● 页面:

● ● ● ● ● ● ●

首页 > 代码库 > linux下c语言利用iconv实现utf-8转unicode

linux下c语言利用iconv实现utf-8转unicode

#include <stdio.h>
#include <stdlib.h>
#include <string.h>
#include <iconv.h>

int main(int argc, char **argv)
{
  /* 目的编码, TRANSLIT:遇到无法转换的字符就找相近字符替换
   *    IGNORE  :遇到无法转换字符跳过*/
  //char *encTo = "UNICODE//TRANSLIT";
  char *encTo = "UNICODE//IGNORE";
  /* 源编码 */
  char *encFrom = "UTF-8";

  /* 获得转换句柄
   *@param encTo 目标编码方式
   *@param encFrom 源编码方式
   *
   * */
  iconv_t cd = iconv_open (encTo, encFrom);
  if (cd == (iconv_t)-1)
  {
   perror ("iconv_open");
  }

  /* 需要转换的字符串 */
  char inbuf[1024] = "abcdef哈哈哈哈行";
  size_t srclen = strlen (inbuf);
  /* 打印需要转换的字符串的长度 */
  printf("srclen=%d\n", srclen);

  /* 存放转换后的字符串 */
  size_t outlen = 1024;
  char outbuf[outlen];
  memset (outbuf, 0, outlen);

  /* 由于iconv()函数会修改指针,所以要保存源指针 */
  char *srcstart = inbuf;
  char *tempoutbuf = outbuf;

  /* 进行转换
   *@param cd iconv_open()产生的句柄
   *@param srcstart 需要转换的字符串
   *@param srclen 存放还有多少字符没有转换
   *@param tempoutbuf 存放转换后的字符串
   *@param outlen 存放转换后,tempoutbuf剩余的空间
   *
   * */
  size_t ret = iconv (cd, &srcstart, &srclen, &tempoutbuf, &outlen);
  if (ret == -1)
  {
   perror ("iconv");
  }
  printf ("inbuf=%s, srclen=%d, outbuf=%s, outlen=%d\n", inbuf, srclen, outbuf, outlen);
  printf ("print outbuf: ");
  int i;
  for (i=0; i<24; i++)

● ● ● ● ● ● ●

● 任务说明: 照录iconv转码页面中的一段，从含有“首页 > 代码库 > lin”的文字开始，到“argc, char **argv)”为止。 这些资料另有出处。

● 所示信息:
● ● ● ● ● ● ●

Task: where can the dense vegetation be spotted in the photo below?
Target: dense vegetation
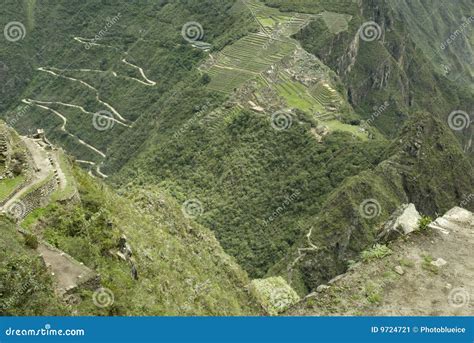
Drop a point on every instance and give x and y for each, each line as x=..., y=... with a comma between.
x=372, y=126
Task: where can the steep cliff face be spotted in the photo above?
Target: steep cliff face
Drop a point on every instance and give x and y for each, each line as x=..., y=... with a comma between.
x=433, y=265
x=414, y=172
x=383, y=56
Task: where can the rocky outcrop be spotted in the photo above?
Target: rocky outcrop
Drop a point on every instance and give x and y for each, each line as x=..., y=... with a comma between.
x=273, y=294
x=455, y=219
x=403, y=221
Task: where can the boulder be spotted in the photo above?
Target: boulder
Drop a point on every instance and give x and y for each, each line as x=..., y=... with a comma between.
x=274, y=294
x=403, y=221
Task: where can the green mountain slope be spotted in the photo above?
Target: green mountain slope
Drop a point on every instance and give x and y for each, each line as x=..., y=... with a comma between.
x=267, y=123
x=414, y=172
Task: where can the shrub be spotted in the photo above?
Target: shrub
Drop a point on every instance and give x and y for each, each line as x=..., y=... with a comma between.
x=31, y=241
x=378, y=251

● ● ● ● ● ● ●

● 完整输出:
首页 > 代码库 > linux下c语言利用iconv实现utf-8转unicode

linux下c语言利用iconv实现utf-8转unicode

#include <stdio.h>
#include <stdlib.h>
#include <string.h>
#include <iconv.h>

int main(int argc, char **argv)